Could you put every line of the records below into a numbered list, leaving out any blank lines?

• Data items
----
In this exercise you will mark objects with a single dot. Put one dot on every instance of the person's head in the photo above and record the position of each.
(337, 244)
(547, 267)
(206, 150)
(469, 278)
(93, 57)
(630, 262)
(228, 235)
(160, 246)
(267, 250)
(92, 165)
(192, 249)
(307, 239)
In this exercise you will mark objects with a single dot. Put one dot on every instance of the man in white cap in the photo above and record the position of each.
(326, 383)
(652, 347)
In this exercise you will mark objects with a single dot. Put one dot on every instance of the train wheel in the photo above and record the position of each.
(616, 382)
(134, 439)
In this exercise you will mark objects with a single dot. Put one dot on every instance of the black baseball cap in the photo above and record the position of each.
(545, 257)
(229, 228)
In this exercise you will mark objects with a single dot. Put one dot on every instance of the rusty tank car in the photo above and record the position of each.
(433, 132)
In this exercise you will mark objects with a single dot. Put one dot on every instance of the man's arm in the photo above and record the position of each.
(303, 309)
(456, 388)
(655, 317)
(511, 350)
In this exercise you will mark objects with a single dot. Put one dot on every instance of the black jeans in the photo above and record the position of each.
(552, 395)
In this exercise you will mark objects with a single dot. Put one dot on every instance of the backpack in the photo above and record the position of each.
----
• Solution to the problem
1. In this exercise you will mark objects with a single dot. Put one dot on every instance of the person's head in the photo above and record the position of each.
2. (337, 244)
3. (547, 267)
4. (206, 150)
5. (469, 278)
6. (93, 57)
7. (630, 262)
8. (228, 235)
9. (160, 246)
10. (267, 250)
11. (92, 165)
12. (192, 249)
13. (307, 239)
14. In this exercise you will mark objects with a single dot. Put one dot on every instance of the man in white cap in the photo above and record the position of each.
15. (326, 383)
16. (652, 347)
17. In this exercise you will mark objects with a single dot. Put one dot on every instance of the train wheel in the photo above and record the position of each.
18. (616, 382)
19. (134, 439)
20. In this exercise you will mark objects with a single dot. Put one dot on every instance of the black baseball cap in the photo above and record the position of each.
21. (545, 257)
22. (229, 228)
23. In this exercise you will mark objects with a single dot. Put one dot on every instance of the rusty tank car in the photo above and record the position of each.
24. (433, 132)
25. In this exercise you will mark objects with a single dot. Put one dot on every instance of the man's arm in the photo above and record the position of each.
26. (303, 309)
27. (456, 388)
28. (655, 317)
29. (511, 350)
30. In this exercise you will mark objects with a single dot. Put one dot on every instance of the black jeans in the photo above and record the position of each.
31. (552, 395)
32. In this exercise you will mark objects with a single dot. Put one dot on every instance of the backpack in the photo above and record the position of each.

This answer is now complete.